### Exercise description
Return only the lines starting at the line that contains "target: green rubber boot" and ending with the final line of the listing; include both endpoints.

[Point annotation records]
☆ ☆ ☆
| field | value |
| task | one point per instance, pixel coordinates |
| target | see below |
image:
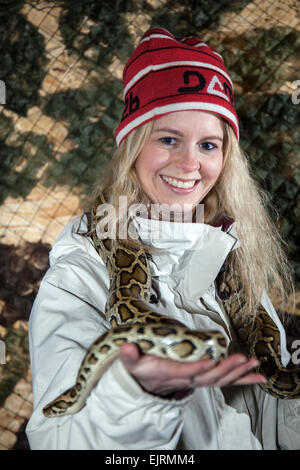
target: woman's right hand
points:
(164, 376)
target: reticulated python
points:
(132, 320)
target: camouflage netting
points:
(61, 62)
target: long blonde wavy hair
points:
(260, 261)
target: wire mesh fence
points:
(61, 64)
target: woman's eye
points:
(168, 140)
(208, 146)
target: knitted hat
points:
(165, 75)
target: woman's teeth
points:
(179, 184)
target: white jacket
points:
(67, 317)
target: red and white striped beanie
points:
(165, 74)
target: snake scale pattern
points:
(132, 320)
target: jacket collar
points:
(189, 256)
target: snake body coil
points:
(132, 320)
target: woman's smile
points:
(182, 160)
(180, 185)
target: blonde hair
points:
(260, 261)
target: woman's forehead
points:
(188, 121)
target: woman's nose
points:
(188, 159)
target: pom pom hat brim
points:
(165, 74)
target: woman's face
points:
(183, 158)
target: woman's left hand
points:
(162, 376)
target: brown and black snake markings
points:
(132, 320)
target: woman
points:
(178, 147)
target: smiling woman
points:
(169, 305)
(183, 158)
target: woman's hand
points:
(163, 376)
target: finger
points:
(188, 369)
(129, 355)
(227, 370)
(237, 373)
(249, 379)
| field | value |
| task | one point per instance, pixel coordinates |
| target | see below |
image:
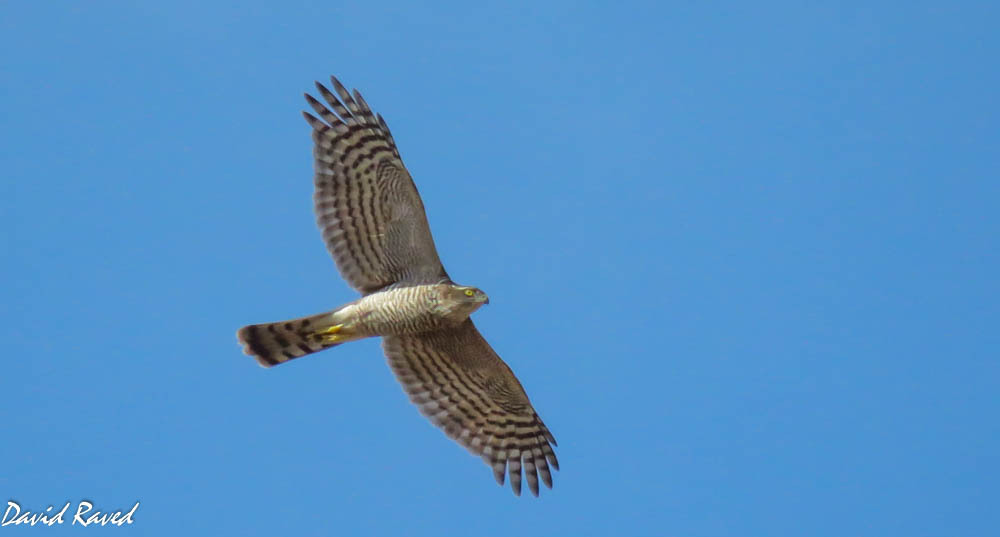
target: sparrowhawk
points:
(373, 223)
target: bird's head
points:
(470, 295)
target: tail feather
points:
(275, 343)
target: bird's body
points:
(397, 311)
(373, 222)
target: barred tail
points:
(276, 343)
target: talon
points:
(330, 335)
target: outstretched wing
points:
(459, 382)
(367, 206)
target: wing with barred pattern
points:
(458, 381)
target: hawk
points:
(372, 220)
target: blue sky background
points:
(743, 258)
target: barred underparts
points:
(372, 220)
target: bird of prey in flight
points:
(373, 222)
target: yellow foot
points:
(332, 334)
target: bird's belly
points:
(408, 310)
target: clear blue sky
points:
(743, 258)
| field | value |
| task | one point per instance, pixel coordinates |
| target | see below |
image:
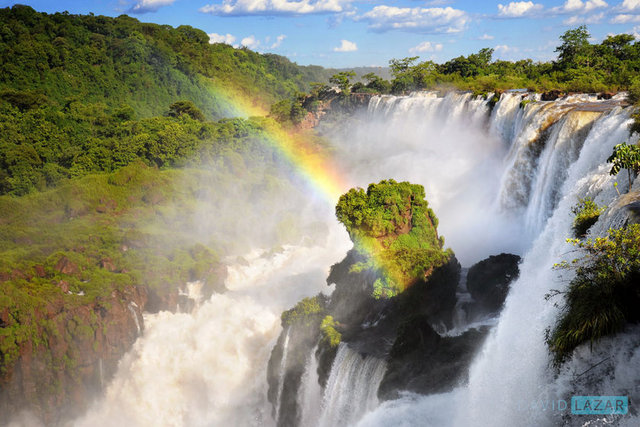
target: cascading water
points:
(511, 380)
(500, 180)
(283, 367)
(208, 367)
(311, 392)
(352, 387)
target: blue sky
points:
(346, 33)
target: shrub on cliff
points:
(605, 293)
(586, 214)
(307, 311)
(393, 227)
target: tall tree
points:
(575, 47)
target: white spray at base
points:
(511, 378)
(208, 367)
(352, 387)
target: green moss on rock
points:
(393, 227)
(604, 295)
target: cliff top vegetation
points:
(393, 227)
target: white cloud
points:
(421, 20)
(581, 19)
(631, 5)
(579, 6)
(625, 18)
(426, 47)
(278, 41)
(221, 38)
(518, 9)
(503, 48)
(144, 6)
(346, 46)
(276, 7)
(251, 42)
(504, 51)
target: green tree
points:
(627, 157)
(377, 83)
(342, 80)
(185, 107)
(574, 50)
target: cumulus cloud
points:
(278, 41)
(221, 38)
(579, 6)
(518, 9)
(426, 47)
(251, 42)
(581, 19)
(421, 20)
(276, 7)
(346, 46)
(631, 5)
(625, 18)
(505, 51)
(144, 6)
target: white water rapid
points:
(556, 154)
(499, 180)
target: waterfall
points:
(558, 155)
(132, 309)
(283, 369)
(352, 387)
(500, 179)
(311, 392)
(208, 366)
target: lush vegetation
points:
(393, 227)
(306, 312)
(586, 213)
(627, 157)
(605, 293)
(581, 66)
(330, 334)
(43, 146)
(97, 59)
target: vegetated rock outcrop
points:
(395, 293)
(71, 355)
(74, 282)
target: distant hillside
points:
(63, 57)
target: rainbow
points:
(315, 167)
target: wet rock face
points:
(424, 362)
(288, 360)
(57, 378)
(552, 95)
(488, 281)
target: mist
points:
(444, 144)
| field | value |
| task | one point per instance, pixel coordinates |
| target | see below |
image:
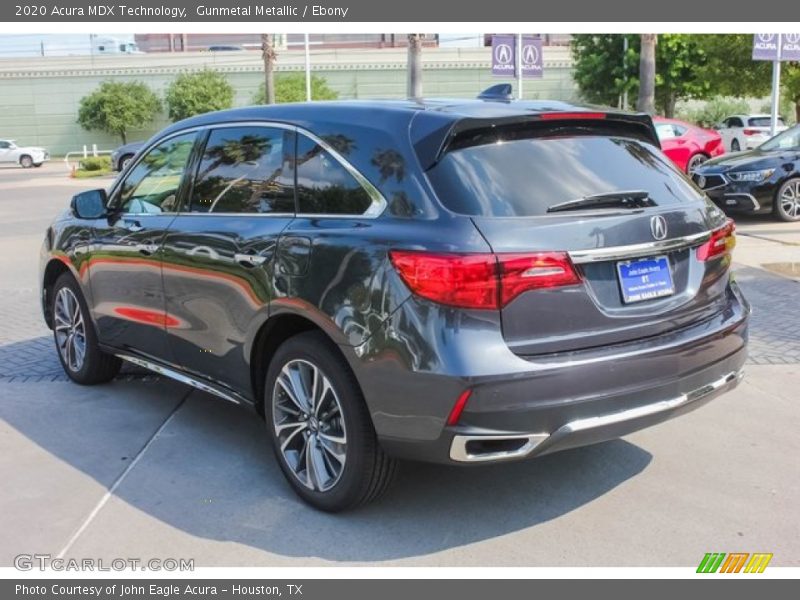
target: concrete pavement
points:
(144, 467)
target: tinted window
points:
(324, 185)
(243, 170)
(152, 185)
(763, 121)
(524, 177)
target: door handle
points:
(249, 260)
(147, 248)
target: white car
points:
(745, 132)
(24, 156)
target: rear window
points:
(762, 121)
(524, 177)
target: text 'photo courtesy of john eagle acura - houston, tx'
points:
(464, 282)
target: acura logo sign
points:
(658, 227)
(503, 54)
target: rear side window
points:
(762, 121)
(524, 177)
(245, 170)
(324, 185)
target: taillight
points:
(721, 242)
(483, 281)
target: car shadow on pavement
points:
(211, 474)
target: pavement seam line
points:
(118, 481)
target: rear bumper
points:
(553, 402)
(588, 430)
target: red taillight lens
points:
(567, 116)
(465, 280)
(485, 281)
(722, 242)
(521, 273)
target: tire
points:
(695, 161)
(94, 366)
(786, 206)
(362, 471)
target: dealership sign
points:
(531, 59)
(504, 55)
(776, 46)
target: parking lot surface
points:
(144, 467)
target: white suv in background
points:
(24, 156)
(743, 132)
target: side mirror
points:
(90, 205)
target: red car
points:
(688, 146)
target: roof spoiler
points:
(497, 93)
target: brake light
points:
(566, 116)
(482, 281)
(721, 242)
(458, 407)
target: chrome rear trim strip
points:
(635, 250)
(182, 378)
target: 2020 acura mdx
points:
(454, 281)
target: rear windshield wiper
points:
(618, 199)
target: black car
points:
(453, 281)
(763, 180)
(122, 156)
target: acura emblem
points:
(658, 227)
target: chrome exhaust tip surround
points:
(479, 448)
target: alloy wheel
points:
(790, 199)
(309, 425)
(70, 329)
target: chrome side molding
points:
(183, 378)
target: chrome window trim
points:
(634, 250)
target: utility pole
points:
(269, 56)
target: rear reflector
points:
(565, 116)
(721, 242)
(483, 281)
(458, 407)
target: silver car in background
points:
(24, 156)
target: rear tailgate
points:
(507, 186)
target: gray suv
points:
(455, 281)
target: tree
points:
(729, 67)
(117, 107)
(647, 74)
(192, 94)
(605, 71)
(270, 56)
(291, 87)
(791, 86)
(415, 65)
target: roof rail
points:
(497, 93)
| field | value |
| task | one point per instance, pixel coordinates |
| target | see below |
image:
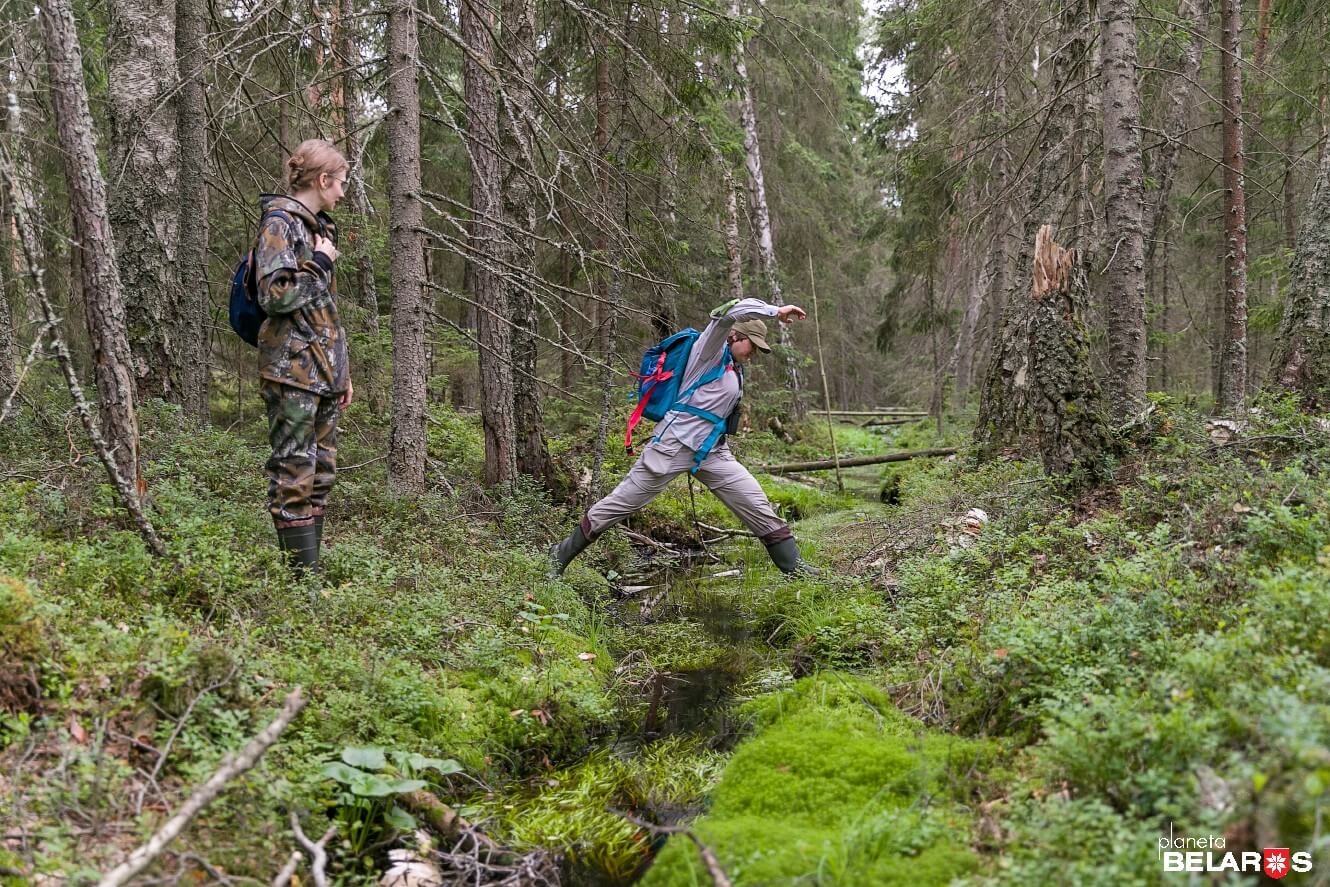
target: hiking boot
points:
(563, 553)
(301, 545)
(785, 555)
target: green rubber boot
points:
(301, 545)
(785, 555)
(563, 553)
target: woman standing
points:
(303, 369)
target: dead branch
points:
(446, 821)
(27, 365)
(709, 859)
(1052, 263)
(232, 767)
(317, 850)
(283, 878)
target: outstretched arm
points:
(712, 342)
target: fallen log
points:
(857, 460)
(885, 411)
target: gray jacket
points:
(721, 395)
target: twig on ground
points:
(283, 878)
(709, 859)
(317, 850)
(232, 767)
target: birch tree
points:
(192, 249)
(487, 244)
(760, 208)
(141, 72)
(99, 277)
(406, 258)
(1232, 370)
(1301, 361)
(1124, 180)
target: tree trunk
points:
(192, 252)
(1302, 347)
(357, 245)
(1289, 193)
(100, 279)
(1002, 225)
(1233, 358)
(1195, 16)
(963, 355)
(145, 204)
(734, 265)
(1040, 394)
(609, 245)
(1262, 35)
(406, 253)
(1124, 181)
(762, 212)
(519, 32)
(487, 246)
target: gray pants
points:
(661, 462)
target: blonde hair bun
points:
(313, 158)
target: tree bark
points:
(1195, 17)
(359, 252)
(963, 354)
(145, 202)
(1301, 361)
(1040, 394)
(734, 255)
(1002, 225)
(609, 245)
(487, 245)
(1124, 181)
(1233, 357)
(192, 252)
(100, 279)
(1262, 35)
(762, 210)
(519, 140)
(406, 253)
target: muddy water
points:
(696, 698)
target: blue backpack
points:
(248, 315)
(657, 394)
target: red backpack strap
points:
(653, 379)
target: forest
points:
(978, 531)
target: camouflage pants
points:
(302, 431)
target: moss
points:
(838, 786)
(575, 810)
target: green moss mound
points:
(838, 787)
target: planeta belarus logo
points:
(1274, 862)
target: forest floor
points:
(1036, 697)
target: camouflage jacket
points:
(302, 342)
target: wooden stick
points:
☆ ☆ ☆
### Completed task
target: green rubber boot
points:
(301, 545)
(785, 555)
(563, 553)
target: woman standing
points:
(303, 369)
target: dead branch
points:
(446, 821)
(27, 365)
(709, 859)
(1052, 263)
(232, 767)
(317, 850)
(283, 878)
target: outstretched arm
points:
(712, 342)
target: fallen log
points:
(857, 460)
(885, 411)
target: gray jacket
points:
(721, 395)
target: twig on ground
points:
(283, 878)
(709, 859)
(317, 850)
(232, 767)
target: birch tree
points:
(192, 249)
(487, 244)
(760, 208)
(141, 72)
(99, 277)
(406, 258)
(1232, 370)
(1301, 361)
(1124, 180)
target: tree trunk
points:
(192, 252)
(1302, 347)
(357, 245)
(1289, 193)
(100, 279)
(1002, 225)
(1233, 358)
(1195, 16)
(963, 355)
(145, 204)
(734, 265)
(1040, 394)
(609, 245)
(1262, 35)
(406, 253)
(1124, 181)
(762, 212)
(519, 32)
(487, 246)
target: gray pants
points:
(661, 462)
target: blonde hair bun
points:
(313, 158)
target: tree bark
points:
(1195, 17)
(359, 252)
(963, 354)
(145, 202)
(1301, 361)
(1040, 394)
(734, 255)
(1002, 225)
(609, 245)
(487, 245)
(1124, 181)
(1233, 357)
(192, 252)
(100, 279)
(1262, 35)
(762, 210)
(519, 140)
(406, 253)
target: muddy water
points:
(696, 698)
target: blue backpack
points:
(248, 315)
(657, 394)
target: red backpack strap
points:
(653, 379)
target: forest
points:
(978, 531)
target: camouflage pants
points:
(302, 431)
target: moss
points:
(838, 786)
(575, 810)
target: green moss mound
points:
(838, 787)
target: planeta belarus logo
points:
(1274, 862)
target: forest floor
points:
(1036, 697)
target: camouflage jacket
points:
(302, 342)
target: wooden stick
points:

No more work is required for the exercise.